** START **
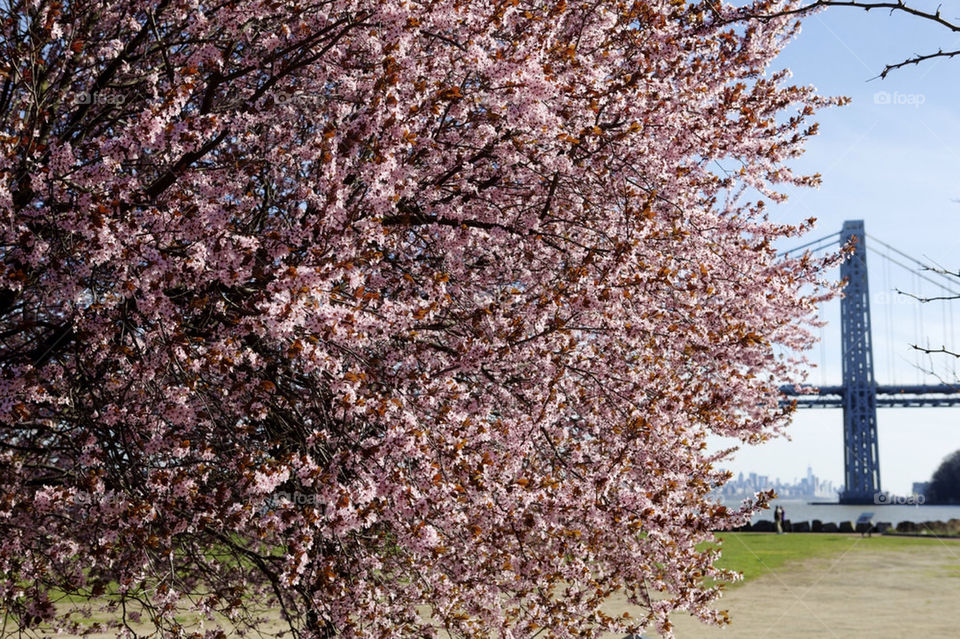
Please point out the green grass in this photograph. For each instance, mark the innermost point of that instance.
(755, 554)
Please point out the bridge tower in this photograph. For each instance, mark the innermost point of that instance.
(861, 462)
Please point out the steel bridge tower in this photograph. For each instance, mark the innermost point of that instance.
(861, 458)
(859, 395)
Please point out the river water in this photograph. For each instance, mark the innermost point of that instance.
(797, 510)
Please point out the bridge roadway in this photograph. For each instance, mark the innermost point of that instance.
(888, 396)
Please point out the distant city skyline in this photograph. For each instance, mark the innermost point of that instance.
(808, 487)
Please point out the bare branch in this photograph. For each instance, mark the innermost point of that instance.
(898, 5)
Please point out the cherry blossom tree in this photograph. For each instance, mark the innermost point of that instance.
(392, 318)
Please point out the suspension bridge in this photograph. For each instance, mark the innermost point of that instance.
(859, 394)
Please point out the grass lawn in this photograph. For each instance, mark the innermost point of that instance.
(755, 554)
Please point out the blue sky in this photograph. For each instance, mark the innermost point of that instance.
(891, 158)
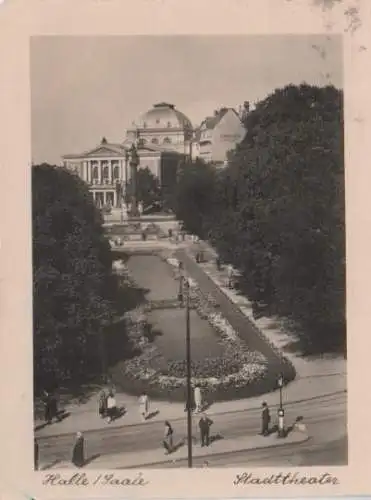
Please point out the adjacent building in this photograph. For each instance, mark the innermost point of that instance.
(217, 135)
(164, 137)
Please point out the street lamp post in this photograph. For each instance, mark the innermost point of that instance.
(281, 411)
(188, 357)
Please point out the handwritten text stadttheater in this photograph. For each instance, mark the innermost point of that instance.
(286, 478)
(82, 479)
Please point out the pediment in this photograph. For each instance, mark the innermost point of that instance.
(103, 151)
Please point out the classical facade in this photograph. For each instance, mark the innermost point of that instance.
(163, 137)
(217, 135)
(164, 127)
(106, 169)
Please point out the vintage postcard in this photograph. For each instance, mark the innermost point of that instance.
(184, 271)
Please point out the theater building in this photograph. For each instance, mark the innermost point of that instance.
(163, 136)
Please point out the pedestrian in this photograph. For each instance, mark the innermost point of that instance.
(111, 407)
(102, 403)
(198, 398)
(168, 438)
(204, 424)
(36, 454)
(230, 275)
(266, 419)
(78, 458)
(144, 406)
(46, 398)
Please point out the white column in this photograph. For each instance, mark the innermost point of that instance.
(99, 172)
(110, 172)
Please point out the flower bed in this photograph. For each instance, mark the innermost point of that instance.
(238, 373)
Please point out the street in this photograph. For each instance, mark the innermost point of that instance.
(308, 454)
(325, 418)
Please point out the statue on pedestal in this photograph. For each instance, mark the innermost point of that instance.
(134, 162)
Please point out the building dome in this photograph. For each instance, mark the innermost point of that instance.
(162, 116)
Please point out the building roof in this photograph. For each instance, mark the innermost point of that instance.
(163, 115)
(210, 122)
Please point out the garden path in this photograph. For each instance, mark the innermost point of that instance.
(241, 324)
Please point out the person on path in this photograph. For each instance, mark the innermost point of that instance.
(111, 407)
(144, 406)
(36, 454)
(230, 275)
(78, 453)
(204, 424)
(102, 403)
(198, 398)
(51, 408)
(168, 438)
(266, 418)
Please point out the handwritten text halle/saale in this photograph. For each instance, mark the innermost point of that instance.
(286, 478)
(81, 479)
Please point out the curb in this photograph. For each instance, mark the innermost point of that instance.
(179, 419)
(159, 463)
(231, 452)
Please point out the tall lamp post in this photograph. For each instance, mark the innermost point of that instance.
(184, 296)
(281, 411)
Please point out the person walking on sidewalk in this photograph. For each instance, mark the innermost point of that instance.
(168, 438)
(102, 403)
(266, 419)
(111, 407)
(230, 275)
(204, 424)
(78, 453)
(36, 454)
(198, 398)
(144, 406)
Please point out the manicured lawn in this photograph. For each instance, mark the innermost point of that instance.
(171, 328)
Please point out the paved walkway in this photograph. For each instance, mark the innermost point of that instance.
(315, 378)
(157, 457)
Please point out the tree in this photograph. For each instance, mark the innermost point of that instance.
(73, 285)
(278, 210)
(193, 196)
(148, 187)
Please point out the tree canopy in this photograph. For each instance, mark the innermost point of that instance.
(148, 187)
(278, 210)
(72, 277)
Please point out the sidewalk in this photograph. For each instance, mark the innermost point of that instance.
(84, 417)
(157, 457)
(315, 378)
(270, 327)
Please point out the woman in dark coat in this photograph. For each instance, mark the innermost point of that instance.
(168, 438)
(78, 454)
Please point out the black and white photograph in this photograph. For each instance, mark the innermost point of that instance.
(188, 242)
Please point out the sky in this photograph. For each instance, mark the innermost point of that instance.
(84, 88)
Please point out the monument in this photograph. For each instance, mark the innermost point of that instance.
(134, 162)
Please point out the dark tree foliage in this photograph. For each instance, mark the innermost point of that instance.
(278, 210)
(148, 187)
(72, 281)
(193, 194)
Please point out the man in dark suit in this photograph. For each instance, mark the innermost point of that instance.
(266, 418)
(204, 424)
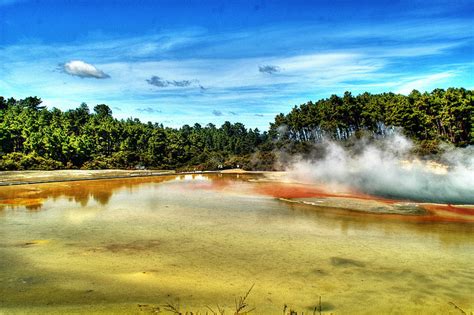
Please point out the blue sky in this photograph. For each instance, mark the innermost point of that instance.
(181, 62)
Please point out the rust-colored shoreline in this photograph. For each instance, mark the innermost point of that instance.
(87, 177)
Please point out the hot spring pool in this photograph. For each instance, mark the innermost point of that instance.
(132, 245)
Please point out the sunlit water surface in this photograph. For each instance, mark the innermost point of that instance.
(131, 245)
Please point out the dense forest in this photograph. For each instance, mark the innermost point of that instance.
(34, 137)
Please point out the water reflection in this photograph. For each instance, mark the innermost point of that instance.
(32, 197)
(206, 238)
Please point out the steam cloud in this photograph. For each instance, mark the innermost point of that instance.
(388, 169)
(82, 69)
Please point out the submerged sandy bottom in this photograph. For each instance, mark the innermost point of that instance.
(132, 245)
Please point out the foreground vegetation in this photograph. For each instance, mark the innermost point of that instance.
(34, 137)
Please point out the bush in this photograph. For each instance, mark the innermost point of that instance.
(17, 161)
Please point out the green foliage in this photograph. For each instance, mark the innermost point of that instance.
(78, 138)
(32, 136)
(17, 161)
(439, 115)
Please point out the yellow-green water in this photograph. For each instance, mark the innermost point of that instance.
(126, 246)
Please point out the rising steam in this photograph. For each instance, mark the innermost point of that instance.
(388, 169)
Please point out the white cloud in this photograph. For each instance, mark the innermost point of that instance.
(83, 70)
(424, 83)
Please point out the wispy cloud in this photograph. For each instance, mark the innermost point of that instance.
(82, 69)
(269, 69)
(197, 71)
(424, 83)
(160, 82)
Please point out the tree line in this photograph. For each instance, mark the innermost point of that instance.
(34, 137)
(442, 115)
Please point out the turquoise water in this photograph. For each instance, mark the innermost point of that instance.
(131, 246)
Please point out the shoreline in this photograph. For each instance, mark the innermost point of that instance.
(30, 177)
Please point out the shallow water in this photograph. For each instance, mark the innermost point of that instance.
(112, 246)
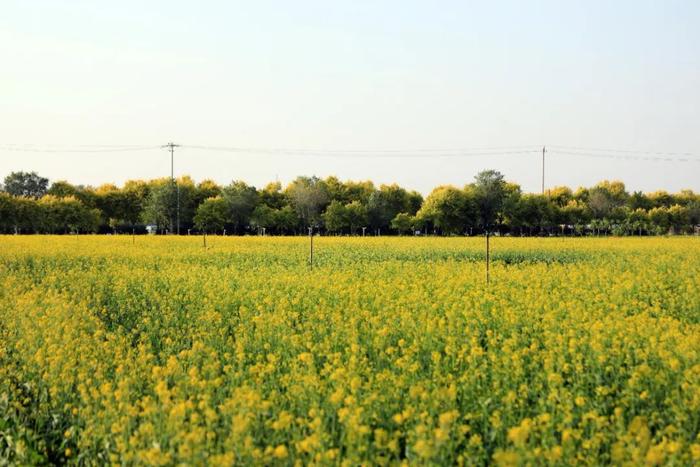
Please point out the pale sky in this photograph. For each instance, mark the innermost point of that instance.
(352, 75)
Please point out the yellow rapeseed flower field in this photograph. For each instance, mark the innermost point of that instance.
(391, 350)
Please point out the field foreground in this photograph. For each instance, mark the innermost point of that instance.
(157, 351)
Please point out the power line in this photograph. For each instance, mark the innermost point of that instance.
(624, 157)
(365, 153)
(78, 149)
(625, 151)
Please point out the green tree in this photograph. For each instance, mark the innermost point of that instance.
(211, 215)
(263, 217)
(241, 199)
(160, 205)
(28, 184)
(402, 223)
(448, 209)
(489, 194)
(356, 215)
(309, 197)
(336, 217)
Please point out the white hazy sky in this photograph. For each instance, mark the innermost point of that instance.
(352, 75)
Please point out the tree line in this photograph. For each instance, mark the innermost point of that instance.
(29, 204)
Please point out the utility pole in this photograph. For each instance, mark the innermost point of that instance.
(543, 151)
(311, 247)
(171, 146)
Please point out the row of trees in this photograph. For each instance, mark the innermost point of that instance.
(28, 203)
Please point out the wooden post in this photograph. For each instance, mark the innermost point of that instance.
(311, 247)
(488, 258)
** END **
**The request**.
Retype all of the entries exactly as written, leaving out any images.

**Finished exercise**.
Please point out the green grass in this photograph. For each instance, mark the innermost point of that instance.
(755, 554)
Please point out the bridge tower in this photograph. For each instance, mark the innermost point of that instance.
(861, 462)
Please point out the steel bridge tower in this photograph. For each instance, mark the innermost point of that instance.
(861, 458)
(859, 395)
Please point out the river water in this photograph. For each instance, mark the innermost point of that instance.
(797, 510)
Please point out the bridge roadway in this photograph. For each instance, mark the innermost point of that instance.
(888, 396)
Please point out the distant city skyline in this photograph. For each instance, mark the innermost point of that instance.
(808, 487)
Please point out the bare branch in this photograph. For each instance, mark the innermost point of that instance.
(898, 5)
Please point out the cherry blossom tree in this photograph. For each instance, mark the innermost point of that instance.
(392, 318)
Please point out the suspension bridge in this photograph. For each instance, mark the innermost point of that instance.
(859, 394)
Please point out the grass lawn in this photograph. For each instance, mark the innermost point of that instance.
(755, 554)
Please point out the blue sky in this photograph. For each instance, mark the innermost point of that instance.
(891, 158)
Please point out the adjacent building in this photograph. For each instance, mark the innermost point of that instance.
(217, 135)
(164, 137)
Please point out the street lamp post in this photograph. For each instance, mark the innermost point of that instance.
(281, 411)
(188, 357)
Please point out the handwritten text stadttheater in this photograph. For each instance, mark the innermost point of that instance.
(286, 478)
(82, 479)
Please point out the pediment in this photograph. For each instance, mark the innermost point of that instance.
(103, 151)
Please point out the classical facade in this photograph. For each instance, mark the innermost point of that instance.
(163, 137)
(217, 135)
(164, 127)
(106, 169)
Please point out the vintage postcard in this photograph. For each instance, mark the innermost point of that instance.
(184, 271)
Please point out the theater building in this photograph. For each instance, mark the innermost point of that instance.
(163, 136)
Please point out the pedestrian in this photograph. For each instance, mark the innermost point of that instance.
(111, 407)
(102, 403)
(198, 398)
(168, 438)
(204, 424)
(36, 454)
(230, 275)
(266, 419)
(78, 458)
(144, 406)
(46, 398)
Please point out the white column in this photograph. For each instance, mark the innermost point of that instance.
(99, 172)
(110, 172)
Please point out the flower bed in this photograph. For each instance, mark the innermost point of that instance.
(238, 373)
Please point out the street in this photograph. For each instance, mark the innermost point of that instance.
(308, 454)
(325, 418)
Please point out the statue on pedestal in this photograph. For each instance, mark the innermost point of that instance.
(134, 162)
Please point out the building dome in this photograph. For each instance, mark the innermost point of that instance.
(162, 116)
Please point out the building roof in this photograph. For each instance, mark the innermost point of that instance.
(163, 115)
(210, 122)
Please point out the garden path in this photograph. For each instance, mark the innermost point of that instance.
(241, 324)
Please point out the person on path in this photograph. For each instance, mark the innermost point of that instance.
(111, 407)
(144, 406)
(36, 454)
(230, 275)
(78, 453)
(204, 424)
(102, 403)
(198, 398)
(51, 408)
(168, 438)
(266, 418)
Please point out the handwritten text halle/saale in this photograph. For each instance, mark the innermost point of that instance.
(286, 478)
(81, 479)
Please point out the curb in this photograph. For each instance, mark the innermost point of that instance.
(179, 419)
(159, 463)
(231, 452)
Please point out the tall lamp post in this photograph. For each instance, mark the innermost point of that instance.
(184, 296)
(281, 411)
Please point out the person walking on sidewalk in this photograph. For each instance, mark the innermost point of that instance.
(168, 438)
(102, 403)
(266, 419)
(111, 407)
(230, 275)
(204, 424)
(78, 453)
(36, 454)
(198, 398)
(144, 406)
Please point out the manicured lawn in this photograph. For each instance, mark the innermost point of that instance.
(171, 328)
Please point out the paved walkway in this photograph. For each instance, mark the innermost point of that instance.
(315, 378)
(157, 457)
Please point out the tree in this photograph. For each instance, mark the innermost point of that instance.
(73, 285)
(278, 210)
(193, 196)
(148, 187)
Please point out the tree canopy in this photograph. For each instance, mark the innermost point of that instance.
(148, 187)
(278, 210)
(72, 277)
Please point out the sidewalk in this photograph. For each instance, mark the innermost point of that instance.
(84, 417)
(157, 457)
(315, 378)
(270, 327)
Please point out the woman in dark coat in this photograph. For each instance, mark the innermost point of that instance.
(168, 438)
(78, 454)
Please point out the black and white photograph in this photograph. For each instance, mark the innermost point of that instance.
(188, 242)
Please point out the sky in this photograph. For each instance, mark the innermost point of that instance.
(84, 88)
Please point out the monument in this photograph. For each instance, mark the innermost point of that instance.
(134, 162)
Please point out the dark tree foliage in this photograph. For each instance, mark the innermost point of that instance.
(278, 210)
(148, 187)
(72, 281)
(193, 194)
Please point out the man in dark suit in this photograph. For each instance, mark the innermost point of that instance.
(266, 418)
(204, 424)
Please point out the blue sky in this photograph. For each instance, mark the innermost point of that instance.
(181, 62)
Please point out the rust-colored shoreline in this photograph. For each instance, mark the innermost point of that instance.
(87, 177)
Please point out the hot spring pool in this photograph. For each instance, mark the innermost point of that instance.
(132, 245)
Please point out the sunlit water surface in this photograph. For each instance, mark the innermost point of that instance.
(131, 245)
Please point out the dense forest in this photograph. For each instance, mark the innermost point of that instance.
(34, 137)
Please point out the water reflection in this photograph. For each instance, mark the innermost point of that instance.
(32, 197)
(206, 238)
Please point out the steam cloud in this photograph. For each instance, mark the innermost point of that instance.
(388, 169)
(82, 69)
Please point out the submerged sandy bottom in this photograph. For each instance, mark the innermost point of that instance.
(132, 245)
Please point out the foreground vegetation in this photograph. For each instance, mark the innermost point of that instance.
(34, 137)
Please point out the bush in this photograph. For each instance, mark the innermost point of that instance.
(17, 161)
Please point out the green foliage in this photograph. For each instance, mark the innermost point of that instance.
(78, 138)
(32, 136)
(17, 161)
(439, 115)
Please point out the yellow-green water in this photograph. For each instance, mark the innermost point of that instance.
(126, 246)
Please point out the rising steam in this photograph. For each instance, mark the innermost point of that instance.
(388, 169)
Please point out the white cloud in this photograph. For each instance, mark the innermost point of that instance.
(83, 70)
(424, 83)
Please point out the wispy cloud in this photograph. For each instance, mark the innermost point of that instance.
(82, 69)
(269, 69)
(197, 71)
(424, 83)
(160, 82)
Please point out the tree line in this photograph. For each instance, mark the innermost point of that instance.
(34, 137)
(442, 115)
Please point out the turquoise water in this photograph. For each instance, mark the innermost point of that instance.
(131, 246)
Please point out the shoreline in this photograph. For each instance, mark the innermost point of that instance.
(30, 177)
Please point out the shallow water in this photograph. For each instance, mark the innermost point of that instance.
(112, 246)
Please point out the pale sky in this photograph. For each instance, mark the innermost point of that instance.
(352, 75)
Please point out the yellow rapeseed flower field in this photograph. For each instance, mark the innermost point of that instance.
(391, 350)
Please point out the field foreground in this photograph. For each instance, mark the innermost point of that instance.
(157, 351)
Please point out the power line in this photograph. For each instance, mark the innermost point of that instance.
(624, 157)
(365, 153)
(78, 149)
(625, 151)
Please point out the green tree in this photograph. For each instance, mark the innermost point of that instance.
(211, 215)
(263, 217)
(241, 199)
(160, 205)
(28, 184)
(402, 223)
(448, 209)
(489, 194)
(356, 215)
(309, 197)
(336, 217)
Please point out the white hazy sky in this photograph. For each instance, mark the innermost point of that instance.
(352, 75)
Please point out the tree line in this photograph. For each instance, mark the innermost point of that instance.
(29, 204)
Please point out the utility pole in this photograph. For each instance, mark the innermost point of that instance.
(543, 151)
(311, 247)
(171, 146)
Please point out the row of trees in this photograph. For each instance, mark the innermost point of that instance.
(28, 203)
Please point out the wooden post in this photograph. For each instance, mark the innermost point of that instance.
(311, 247)
(488, 258)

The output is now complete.